*SHORT PROBLEM*
Copy out all the entries below, switching every "target" to "object" and leaving everything else unchanged.

※ ※ ※

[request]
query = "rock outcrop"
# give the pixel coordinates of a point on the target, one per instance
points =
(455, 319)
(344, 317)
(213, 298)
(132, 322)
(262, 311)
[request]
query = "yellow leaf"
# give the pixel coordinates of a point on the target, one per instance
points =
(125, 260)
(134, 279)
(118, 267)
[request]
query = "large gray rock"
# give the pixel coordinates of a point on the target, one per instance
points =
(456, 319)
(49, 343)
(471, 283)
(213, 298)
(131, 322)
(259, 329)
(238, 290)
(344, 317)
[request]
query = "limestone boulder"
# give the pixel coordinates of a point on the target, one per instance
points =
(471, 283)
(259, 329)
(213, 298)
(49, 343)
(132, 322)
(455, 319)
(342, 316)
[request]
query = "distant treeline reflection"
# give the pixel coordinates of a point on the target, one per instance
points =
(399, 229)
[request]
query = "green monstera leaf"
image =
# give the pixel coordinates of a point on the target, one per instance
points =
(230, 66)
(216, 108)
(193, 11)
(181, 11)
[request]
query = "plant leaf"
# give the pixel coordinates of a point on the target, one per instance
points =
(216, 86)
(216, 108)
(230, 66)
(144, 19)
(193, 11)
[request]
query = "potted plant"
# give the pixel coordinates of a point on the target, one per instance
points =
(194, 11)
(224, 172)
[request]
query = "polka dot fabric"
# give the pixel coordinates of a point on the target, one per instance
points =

※ ※ ※

*SOLUTION*
[request]
query = "rock outcrop"
# give the pixel coordinates of a point on the object, one per instance
points =
(455, 319)
(344, 317)
(213, 298)
(132, 322)
(262, 311)
[request]
query = "yellow leaf"
# give the pixel coordinates of a point on the object, one per instance
points =
(125, 260)
(134, 279)
(118, 267)
[request]
query = "large gray rock"
# give the pixel coordinates of a point on the object, one per instance
points =
(456, 319)
(49, 343)
(471, 283)
(213, 298)
(131, 322)
(259, 329)
(238, 290)
(344, 317)
[request]
query = "limestone boulder"
# give the pixel coordinates of a point on the object, one per instance
points =
(471, 283)
(259, 329)
(213, 298)
(49, 343)
(132, 322)
(455, 319)
(342, 316)
[request]
query = "distant treeline reflection"
# give the pixel coordinates of a point on the object, one per instance
points =
(399, 229)
[request]
query = "green monstera leaf"
image =
# give the pixel coordinates of a point on the object, one per instance
points =
(230, 66)
(216, 108)
(193, 11)
(181, 11)
[request]
query = "plant leaf"
# give the pixel coordinates of a point on the object, one per instance
points =
(216, 86)
(216, 108)
(230, 66)
(144, 19)
(193, 11)
[request]
query = "potted plant"
# give the pixel coordinates of a point on the object, one per instance
points =
(194, 11)
(224, 172)
[request]
query = "polka dot fabric"
# give the pixel coordinates of a point on the object, one per instance
points =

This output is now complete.